→ **Job**:
Switch "green tree" to "tall tree" in the lines below and leave everything else unchanged. Give the lines back without the pictures.
========
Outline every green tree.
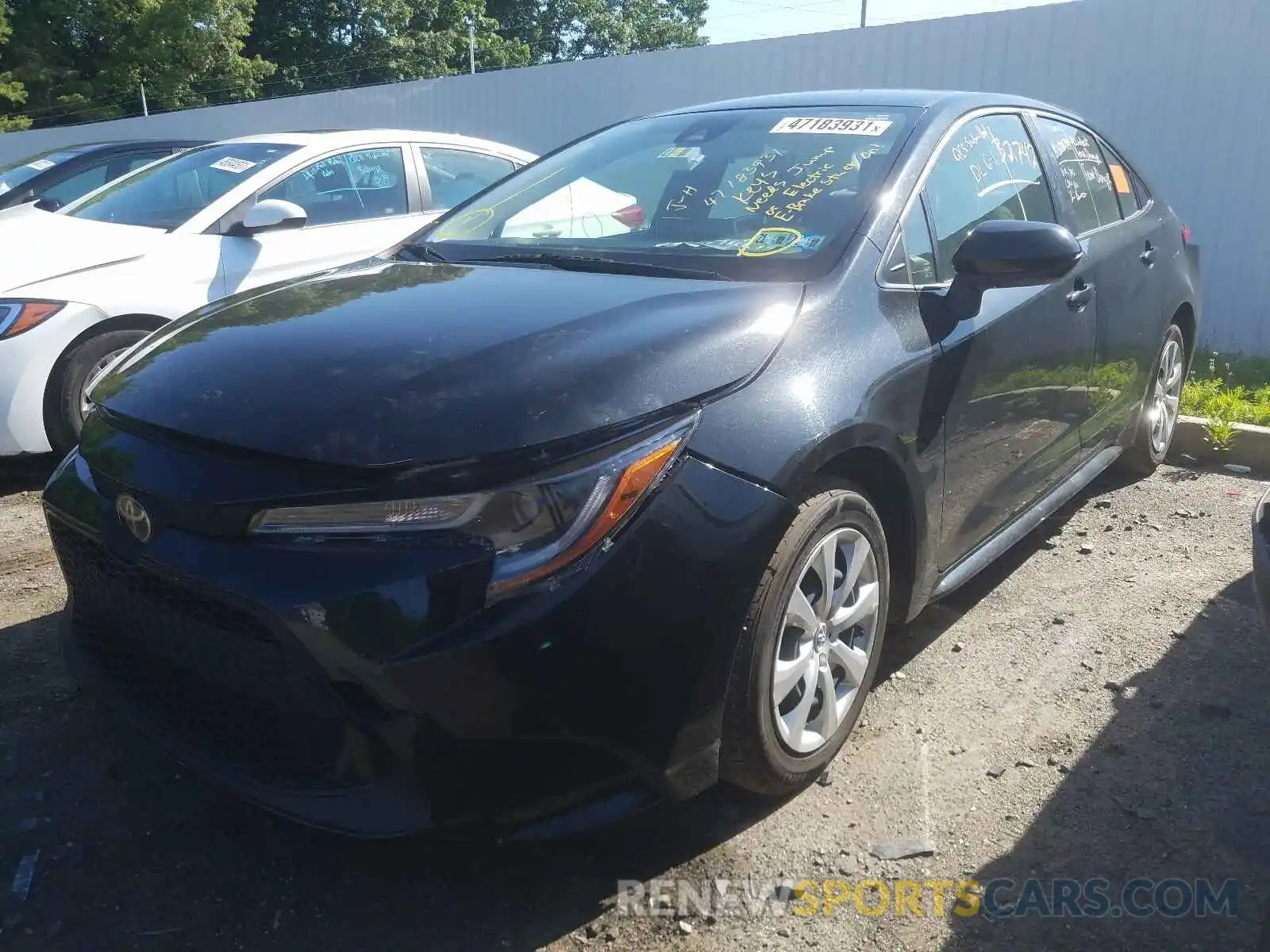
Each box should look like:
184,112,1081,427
4,0,275,125
0,2,30,132
487,0,707,62
248,0,529,94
========
→ **Finished answer**:
Outline every tall tree.
Each box should look like:
184,112,1081,427
4,0,275,125
0,2,30,132
487,0,707,62
248,0,529,94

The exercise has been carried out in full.